# Given exercise
Output only the span of lines that begins at the line containing "4 on saddle" and ends at the last line of the data, both included, exactly as they appear.

Records from a point labeling set:

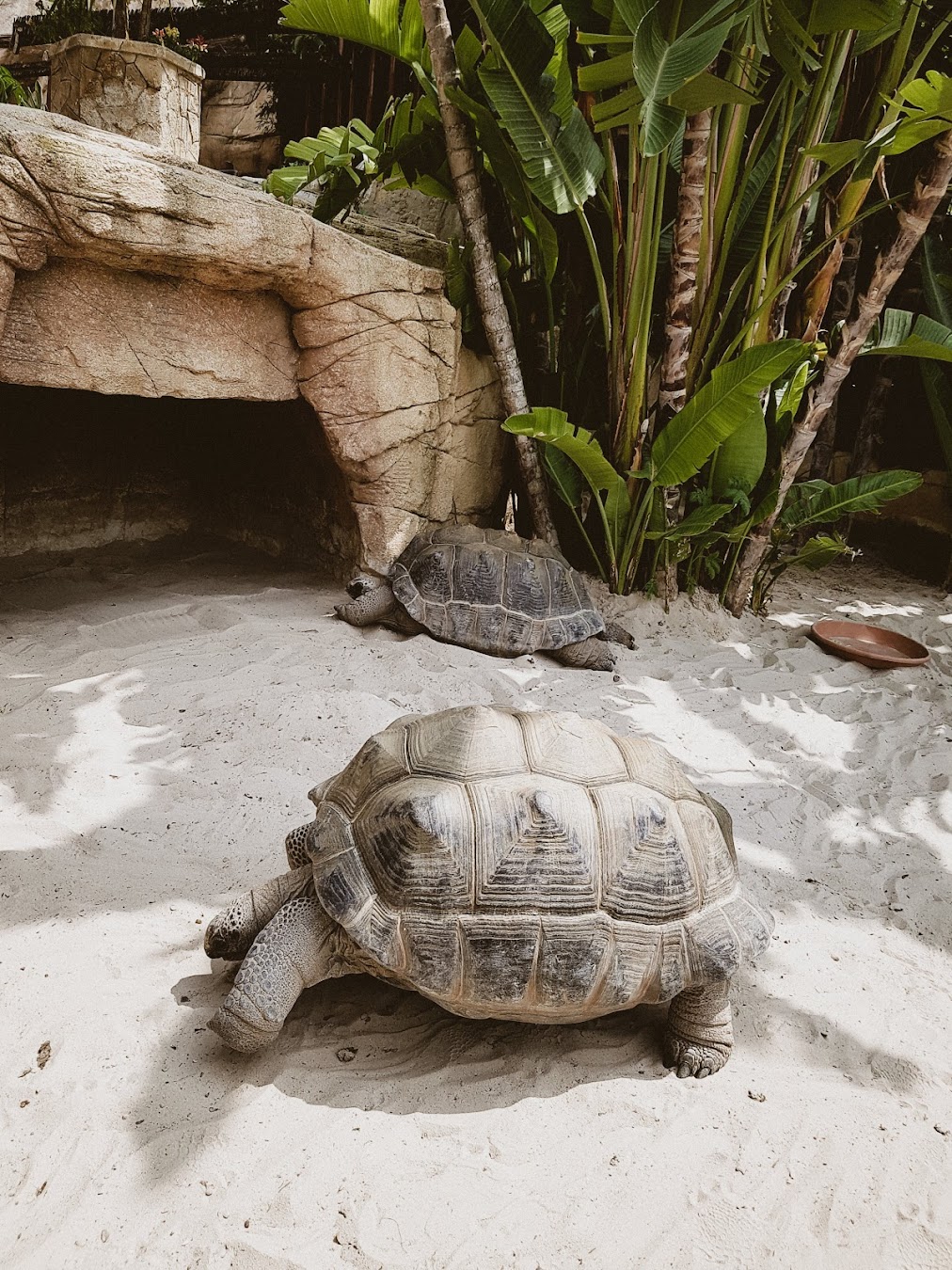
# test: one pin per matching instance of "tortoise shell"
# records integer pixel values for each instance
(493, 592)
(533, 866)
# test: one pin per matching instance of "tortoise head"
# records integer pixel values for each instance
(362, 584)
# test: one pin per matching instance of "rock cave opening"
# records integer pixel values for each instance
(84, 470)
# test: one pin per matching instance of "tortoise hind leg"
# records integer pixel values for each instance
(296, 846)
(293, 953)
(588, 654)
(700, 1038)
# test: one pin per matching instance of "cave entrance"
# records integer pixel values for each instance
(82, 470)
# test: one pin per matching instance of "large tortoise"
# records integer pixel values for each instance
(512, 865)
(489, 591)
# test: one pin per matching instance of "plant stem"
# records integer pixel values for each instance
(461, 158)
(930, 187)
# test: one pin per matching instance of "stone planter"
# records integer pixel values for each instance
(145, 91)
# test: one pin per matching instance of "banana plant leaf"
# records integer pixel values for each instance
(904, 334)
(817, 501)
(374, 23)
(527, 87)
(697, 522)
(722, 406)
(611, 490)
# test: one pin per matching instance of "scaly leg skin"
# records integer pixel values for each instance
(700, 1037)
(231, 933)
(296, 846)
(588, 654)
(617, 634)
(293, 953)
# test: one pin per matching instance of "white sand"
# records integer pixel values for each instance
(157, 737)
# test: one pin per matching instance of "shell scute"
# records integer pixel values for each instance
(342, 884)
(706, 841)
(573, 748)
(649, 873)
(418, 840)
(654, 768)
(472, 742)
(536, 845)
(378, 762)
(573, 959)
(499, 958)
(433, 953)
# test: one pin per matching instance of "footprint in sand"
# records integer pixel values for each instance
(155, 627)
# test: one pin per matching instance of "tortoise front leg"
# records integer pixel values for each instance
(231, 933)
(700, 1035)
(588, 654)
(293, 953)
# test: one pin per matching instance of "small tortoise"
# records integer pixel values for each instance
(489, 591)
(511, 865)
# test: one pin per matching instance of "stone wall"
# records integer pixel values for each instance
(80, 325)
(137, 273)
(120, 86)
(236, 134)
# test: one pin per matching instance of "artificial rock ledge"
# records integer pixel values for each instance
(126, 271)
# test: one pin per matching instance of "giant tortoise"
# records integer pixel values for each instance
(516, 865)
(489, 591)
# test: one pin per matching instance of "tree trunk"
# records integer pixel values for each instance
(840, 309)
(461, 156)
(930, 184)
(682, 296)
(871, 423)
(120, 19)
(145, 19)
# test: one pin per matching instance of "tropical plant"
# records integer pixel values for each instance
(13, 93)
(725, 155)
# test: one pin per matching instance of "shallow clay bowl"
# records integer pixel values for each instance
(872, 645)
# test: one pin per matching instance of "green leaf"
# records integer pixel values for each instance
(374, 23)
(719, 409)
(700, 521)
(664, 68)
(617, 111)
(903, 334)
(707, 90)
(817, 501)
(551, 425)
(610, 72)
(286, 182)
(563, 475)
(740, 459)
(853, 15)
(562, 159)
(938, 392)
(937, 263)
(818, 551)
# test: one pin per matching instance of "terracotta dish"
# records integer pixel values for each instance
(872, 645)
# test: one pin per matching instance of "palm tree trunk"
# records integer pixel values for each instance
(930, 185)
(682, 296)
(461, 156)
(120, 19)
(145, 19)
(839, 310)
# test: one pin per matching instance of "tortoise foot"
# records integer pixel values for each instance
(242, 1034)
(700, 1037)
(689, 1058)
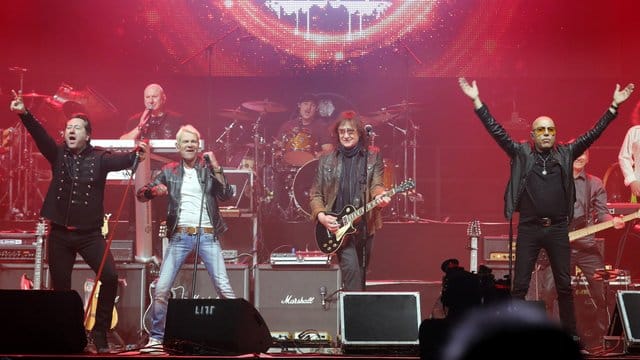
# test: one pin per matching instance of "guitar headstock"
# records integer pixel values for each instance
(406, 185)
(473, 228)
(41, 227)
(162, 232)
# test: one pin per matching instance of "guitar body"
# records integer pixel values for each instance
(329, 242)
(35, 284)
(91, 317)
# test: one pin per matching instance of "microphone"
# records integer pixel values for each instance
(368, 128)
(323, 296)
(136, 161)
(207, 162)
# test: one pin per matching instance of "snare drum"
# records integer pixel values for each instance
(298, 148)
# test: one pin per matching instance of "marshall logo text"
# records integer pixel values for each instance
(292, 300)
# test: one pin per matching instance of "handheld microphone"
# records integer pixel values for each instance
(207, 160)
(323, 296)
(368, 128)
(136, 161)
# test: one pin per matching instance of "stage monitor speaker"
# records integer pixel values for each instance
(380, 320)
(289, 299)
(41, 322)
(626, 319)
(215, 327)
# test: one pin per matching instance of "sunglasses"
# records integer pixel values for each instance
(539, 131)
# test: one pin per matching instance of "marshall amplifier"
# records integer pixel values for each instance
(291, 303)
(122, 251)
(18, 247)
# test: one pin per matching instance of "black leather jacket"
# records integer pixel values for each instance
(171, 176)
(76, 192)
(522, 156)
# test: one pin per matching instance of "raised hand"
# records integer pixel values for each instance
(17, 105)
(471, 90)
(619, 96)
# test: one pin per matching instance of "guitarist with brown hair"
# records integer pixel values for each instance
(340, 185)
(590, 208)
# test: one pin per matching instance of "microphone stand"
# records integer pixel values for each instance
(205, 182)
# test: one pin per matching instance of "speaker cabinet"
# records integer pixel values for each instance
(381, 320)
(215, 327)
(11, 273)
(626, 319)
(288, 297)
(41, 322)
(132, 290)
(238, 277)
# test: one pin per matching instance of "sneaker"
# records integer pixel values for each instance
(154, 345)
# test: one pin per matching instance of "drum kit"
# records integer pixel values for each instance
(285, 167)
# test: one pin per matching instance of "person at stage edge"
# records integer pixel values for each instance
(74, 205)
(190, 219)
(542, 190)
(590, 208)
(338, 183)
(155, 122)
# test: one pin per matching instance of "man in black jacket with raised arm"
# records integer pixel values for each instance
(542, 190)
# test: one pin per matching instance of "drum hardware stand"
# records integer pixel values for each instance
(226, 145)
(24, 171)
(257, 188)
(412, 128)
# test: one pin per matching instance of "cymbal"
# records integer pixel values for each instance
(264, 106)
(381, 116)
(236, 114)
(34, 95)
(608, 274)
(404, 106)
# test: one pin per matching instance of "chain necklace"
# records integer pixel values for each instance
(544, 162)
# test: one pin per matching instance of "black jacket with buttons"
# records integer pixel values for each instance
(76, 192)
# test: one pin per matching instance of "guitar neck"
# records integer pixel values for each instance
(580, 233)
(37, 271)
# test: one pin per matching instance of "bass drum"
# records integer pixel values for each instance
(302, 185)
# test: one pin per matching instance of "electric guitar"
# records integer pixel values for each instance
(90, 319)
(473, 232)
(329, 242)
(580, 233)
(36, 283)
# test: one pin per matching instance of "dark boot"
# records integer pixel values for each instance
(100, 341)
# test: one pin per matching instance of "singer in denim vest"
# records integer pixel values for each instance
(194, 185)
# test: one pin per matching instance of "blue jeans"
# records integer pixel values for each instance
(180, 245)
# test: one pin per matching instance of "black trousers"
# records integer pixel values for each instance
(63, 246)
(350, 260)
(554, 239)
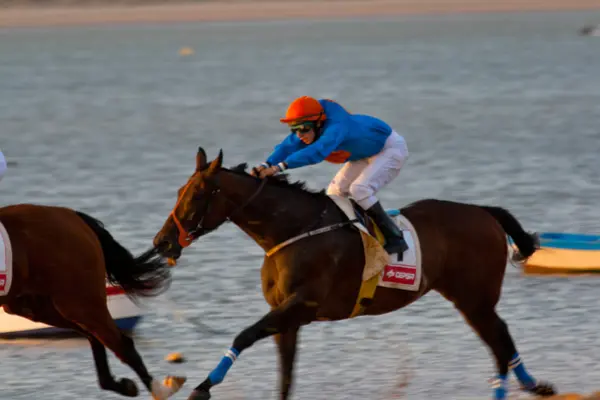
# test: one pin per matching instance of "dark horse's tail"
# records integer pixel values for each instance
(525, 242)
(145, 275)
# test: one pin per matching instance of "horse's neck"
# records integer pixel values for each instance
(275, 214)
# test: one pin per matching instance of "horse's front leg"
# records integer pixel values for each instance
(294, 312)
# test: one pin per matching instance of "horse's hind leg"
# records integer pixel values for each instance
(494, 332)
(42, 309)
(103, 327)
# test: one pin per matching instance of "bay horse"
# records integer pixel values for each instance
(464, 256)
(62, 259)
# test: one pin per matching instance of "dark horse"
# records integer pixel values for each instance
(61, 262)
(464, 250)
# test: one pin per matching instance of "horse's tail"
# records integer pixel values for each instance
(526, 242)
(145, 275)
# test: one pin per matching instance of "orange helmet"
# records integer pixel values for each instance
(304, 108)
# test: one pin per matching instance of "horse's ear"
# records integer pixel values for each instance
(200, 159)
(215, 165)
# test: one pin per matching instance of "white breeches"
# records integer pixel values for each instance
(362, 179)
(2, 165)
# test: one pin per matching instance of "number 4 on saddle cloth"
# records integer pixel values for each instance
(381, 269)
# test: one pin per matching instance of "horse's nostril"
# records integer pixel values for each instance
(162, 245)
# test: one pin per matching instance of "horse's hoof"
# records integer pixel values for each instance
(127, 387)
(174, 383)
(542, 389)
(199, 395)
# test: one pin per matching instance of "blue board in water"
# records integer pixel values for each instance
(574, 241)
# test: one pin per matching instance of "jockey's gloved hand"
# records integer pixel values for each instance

# Worked answer
# test: one pin per matching instance of "number 4 on saddle cloth"
# records integer pixel values for each instance
(381, 269)
# test: one pin per matching instance of "horse's nostril"
# records integer pixel values for each instance
(162, 245)
# test: one pin per matching instance of "horse's hoof"
# records integer pixel values for each instance
(127, 387)
(174, 383)
(542, 389)
(199, 395)
# test: one pin per matching instance of "blue board in water"
# records integer pixel values for each instance
(574, 241)
# test: one pin per matching instance of "jockey's gloved hand"
# records integer pixel values for each instance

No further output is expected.